◆ **TASK DESCRIPTION**
Set down exactly each line of the entries below, beginning at the one that contains "Target: green hillside" and ending at the last, and no others.

◆ **DATA FOR REVIEW**
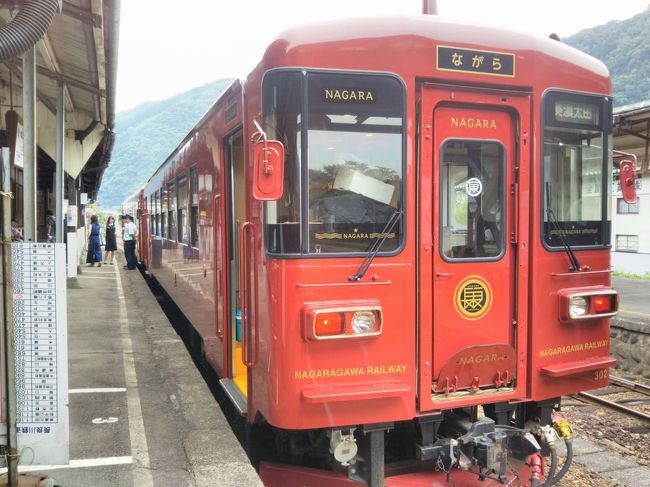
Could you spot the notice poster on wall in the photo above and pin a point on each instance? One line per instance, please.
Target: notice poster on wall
(40, 337)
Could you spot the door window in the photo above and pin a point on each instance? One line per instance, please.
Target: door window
(472, 200)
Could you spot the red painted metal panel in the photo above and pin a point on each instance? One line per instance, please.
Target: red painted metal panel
(579, 366)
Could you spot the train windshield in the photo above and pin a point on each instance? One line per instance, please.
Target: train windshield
(577, 172)
(348, 158)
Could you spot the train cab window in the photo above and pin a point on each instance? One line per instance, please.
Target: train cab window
(282, 107)
(194, 207)
(472, 200)
(171, 211)
(352, 164)
(577, 172)
(183, 203)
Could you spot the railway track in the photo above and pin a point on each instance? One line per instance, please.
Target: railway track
(616, 405)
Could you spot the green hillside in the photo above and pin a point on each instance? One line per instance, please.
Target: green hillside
(624, 47)
(147, 134)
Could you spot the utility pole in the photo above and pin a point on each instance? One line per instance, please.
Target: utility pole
(29, 167)
(8, 314)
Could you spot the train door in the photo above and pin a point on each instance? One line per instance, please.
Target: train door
(235, 205)
(469, 189)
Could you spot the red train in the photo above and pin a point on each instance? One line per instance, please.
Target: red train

◆ **SOLUTION TO THE EXERCISE**
Target: green hillside
(624, 47)
(147, 134)
Could you spot the utility pole in the photo above and pin a point on each instance? One line per instance, please.
Target: utility pole
(29, 167)
(8, 314)
Could you spot the train door in the photo above and pin a point on each instance? One line per instance, please.
Target: train door
(235, 205)
(469, 189)
Could you spot the red train in the photo above and pin a point on each instance? One line per instance, please.
Target: red train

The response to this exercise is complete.